▶ Your objective
In the readings for 7 September 2013, what is the exact wording from "7 Sept. 2013." up to and including "of this gospel."? Copy it word for word.

▶ Page excerpt
7 Sept. 2013. Saturday of the 22nd Week
Col 1:21ff. We must hold fast to the faith, strong in hope, to appear before God as holy, and free of all blame.
Lk 6:1ff. Jesus defends his disciples for eating grain on the Sabbath. “The Son of Man is Lord of the Sabbath.”
First Reading: Colossians 1:21-23
And you who were once estranged and hostile in mind, doing evil deeds, he has now reconciled in his fleshly body through death, so as to present you holy and blameless and irreproachable before him – provided that you continue securely established and steadfast in the faith, without shifting from the hope promised by the gospel that you heard, which has been proclaimed to every creature under heaven. I, Paul, became a servant of this gospel.
Gospel: Luke 6:1-5
One sabbath while Jesus was going through the grainfields, his disciples plucked some heads of grain, rubbed them in their hands, and ate them. But some of the Pharisees said, “Why are you doing what is not lawful on the sabbath?” Jesus answered, “Have you not read what David did when he and his companions were hungry? He entered the house of God and took and ate the bread of the Presence, which it is not lawful for any but the priests to eat, and gave some to his companions?” Then he said to them, “The Son of Man is lord of the sabbath.”

Items from a dataset
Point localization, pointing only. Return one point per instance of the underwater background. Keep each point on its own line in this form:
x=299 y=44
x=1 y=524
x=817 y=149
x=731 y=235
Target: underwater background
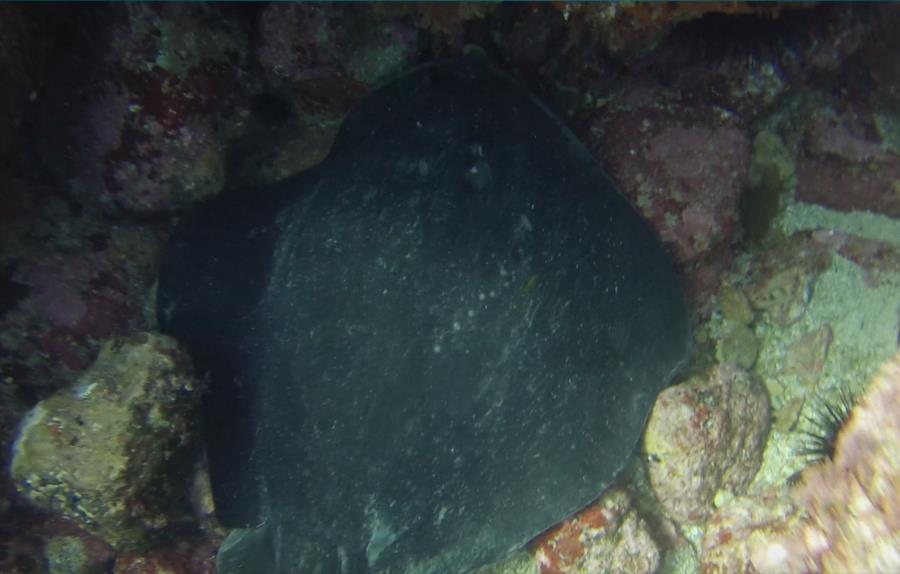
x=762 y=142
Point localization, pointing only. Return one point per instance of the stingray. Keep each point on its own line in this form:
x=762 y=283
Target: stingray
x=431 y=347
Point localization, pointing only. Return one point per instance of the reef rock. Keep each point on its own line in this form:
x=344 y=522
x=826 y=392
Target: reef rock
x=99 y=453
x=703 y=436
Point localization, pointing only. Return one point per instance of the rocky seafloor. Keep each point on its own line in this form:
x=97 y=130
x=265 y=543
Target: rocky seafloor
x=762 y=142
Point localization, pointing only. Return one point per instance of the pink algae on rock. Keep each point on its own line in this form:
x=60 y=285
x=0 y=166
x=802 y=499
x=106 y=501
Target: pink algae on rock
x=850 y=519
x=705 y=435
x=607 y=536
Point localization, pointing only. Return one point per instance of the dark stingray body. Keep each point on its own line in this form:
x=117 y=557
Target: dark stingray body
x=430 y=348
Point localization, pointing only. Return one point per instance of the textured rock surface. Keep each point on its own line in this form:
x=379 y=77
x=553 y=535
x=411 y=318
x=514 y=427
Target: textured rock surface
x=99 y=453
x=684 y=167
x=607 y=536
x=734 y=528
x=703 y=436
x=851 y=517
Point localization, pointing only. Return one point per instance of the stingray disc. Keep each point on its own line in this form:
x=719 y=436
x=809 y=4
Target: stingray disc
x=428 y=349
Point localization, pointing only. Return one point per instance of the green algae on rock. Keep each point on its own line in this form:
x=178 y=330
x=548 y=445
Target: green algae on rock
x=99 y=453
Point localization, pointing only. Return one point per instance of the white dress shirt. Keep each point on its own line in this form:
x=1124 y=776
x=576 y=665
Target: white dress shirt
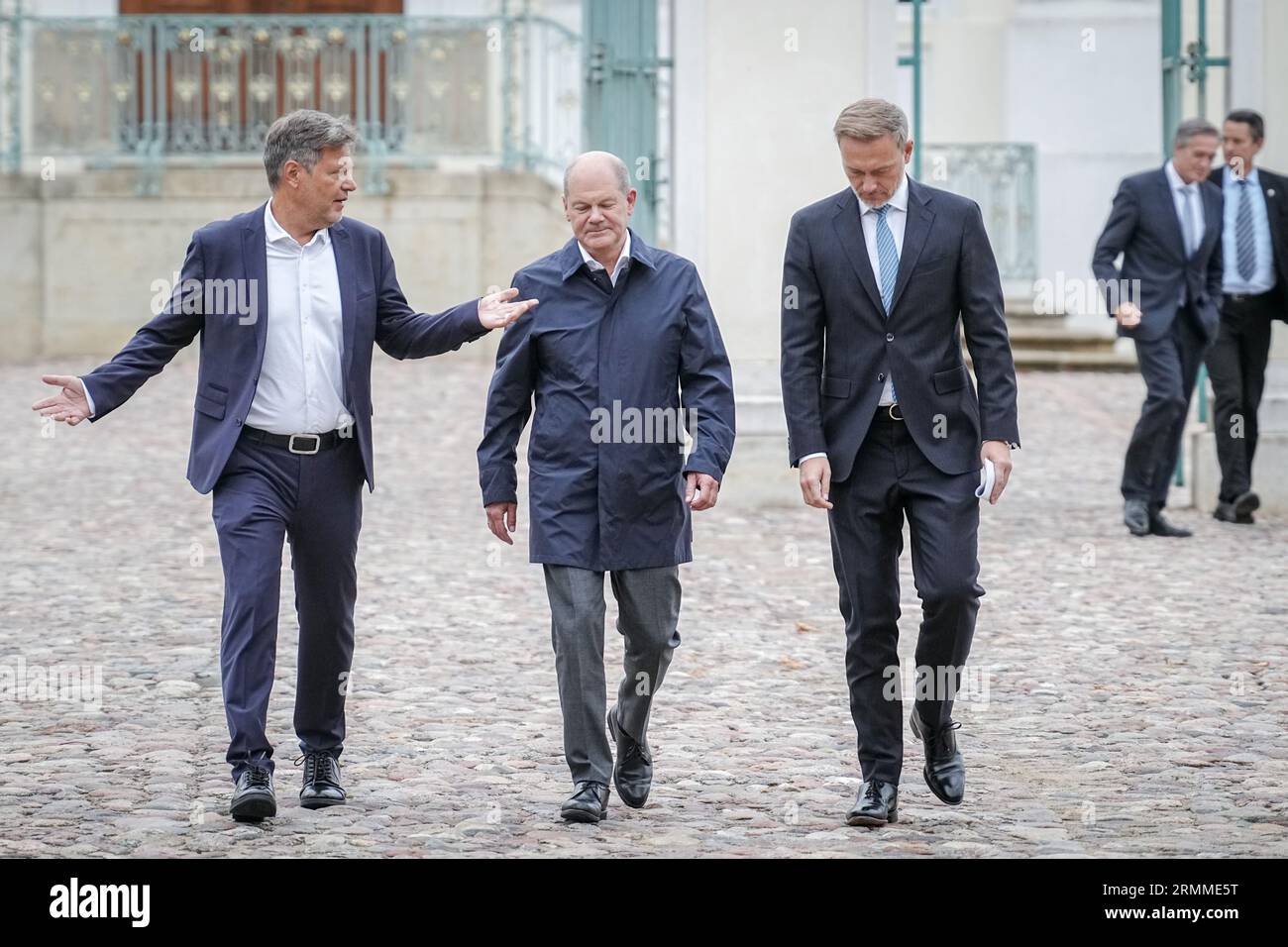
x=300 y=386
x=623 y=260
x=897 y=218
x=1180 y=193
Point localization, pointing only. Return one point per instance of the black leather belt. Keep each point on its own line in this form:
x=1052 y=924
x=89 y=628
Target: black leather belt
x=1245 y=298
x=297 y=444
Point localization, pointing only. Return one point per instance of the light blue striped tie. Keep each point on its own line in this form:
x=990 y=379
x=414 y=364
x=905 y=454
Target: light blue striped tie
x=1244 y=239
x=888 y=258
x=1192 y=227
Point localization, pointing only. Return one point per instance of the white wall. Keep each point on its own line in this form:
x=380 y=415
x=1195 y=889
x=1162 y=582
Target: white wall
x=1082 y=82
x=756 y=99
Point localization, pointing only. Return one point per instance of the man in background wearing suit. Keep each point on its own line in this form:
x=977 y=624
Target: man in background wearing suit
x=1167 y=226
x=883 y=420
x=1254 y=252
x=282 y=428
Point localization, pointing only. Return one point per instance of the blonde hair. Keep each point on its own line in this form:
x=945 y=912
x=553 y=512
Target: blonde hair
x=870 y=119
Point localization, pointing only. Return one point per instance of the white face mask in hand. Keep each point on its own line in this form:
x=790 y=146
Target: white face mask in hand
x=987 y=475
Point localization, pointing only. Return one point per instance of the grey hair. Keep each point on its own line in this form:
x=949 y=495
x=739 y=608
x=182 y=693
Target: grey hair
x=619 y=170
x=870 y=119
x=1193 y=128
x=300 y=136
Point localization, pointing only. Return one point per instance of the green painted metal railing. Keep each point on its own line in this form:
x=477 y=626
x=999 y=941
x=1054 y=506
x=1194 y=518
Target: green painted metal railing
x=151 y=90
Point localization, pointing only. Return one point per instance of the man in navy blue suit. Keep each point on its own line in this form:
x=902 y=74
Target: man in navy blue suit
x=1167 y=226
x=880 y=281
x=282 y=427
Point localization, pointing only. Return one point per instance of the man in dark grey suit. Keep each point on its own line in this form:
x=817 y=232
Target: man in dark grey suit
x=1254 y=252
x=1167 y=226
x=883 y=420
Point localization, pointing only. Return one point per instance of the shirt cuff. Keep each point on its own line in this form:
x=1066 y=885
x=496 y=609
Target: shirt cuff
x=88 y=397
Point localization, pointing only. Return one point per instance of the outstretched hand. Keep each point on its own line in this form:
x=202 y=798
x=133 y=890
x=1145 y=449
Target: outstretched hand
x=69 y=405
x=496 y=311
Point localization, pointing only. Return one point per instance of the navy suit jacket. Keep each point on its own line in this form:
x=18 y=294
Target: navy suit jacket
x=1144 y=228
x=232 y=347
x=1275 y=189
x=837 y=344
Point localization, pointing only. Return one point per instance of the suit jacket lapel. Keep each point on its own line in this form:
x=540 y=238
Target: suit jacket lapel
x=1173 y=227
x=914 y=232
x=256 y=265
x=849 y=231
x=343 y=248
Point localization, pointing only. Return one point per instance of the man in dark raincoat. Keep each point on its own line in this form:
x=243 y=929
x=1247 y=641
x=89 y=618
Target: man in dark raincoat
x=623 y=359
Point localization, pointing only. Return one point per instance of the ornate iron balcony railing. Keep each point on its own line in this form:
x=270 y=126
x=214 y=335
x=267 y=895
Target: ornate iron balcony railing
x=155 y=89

▶ Answer section
7 Sept. 2013. Saturday of the 22nd Week
Col 1:21ff. We must hold fast to the faith, strong in hope, to appear before God as holy, and free of all blame.
Lk 6:1ff. Jesus defends his disciples for eating grain on the Sabbath. “The Son of Man is Lord of the Sabbath.”
First Reading: Colossians 1:21-23
And you who were once estranged and hostile in mind, doing evil deeds, he has now reconciled in his fleshly body through death, so as to present you holy and blameless and irreproachable before him – provided that you continue securely established and steadfast in the faith, without shifting from the hope promised by the gospel that you heard, which has been proclaimed to every creature under heaven. I, Paul, became a servant of this gospel.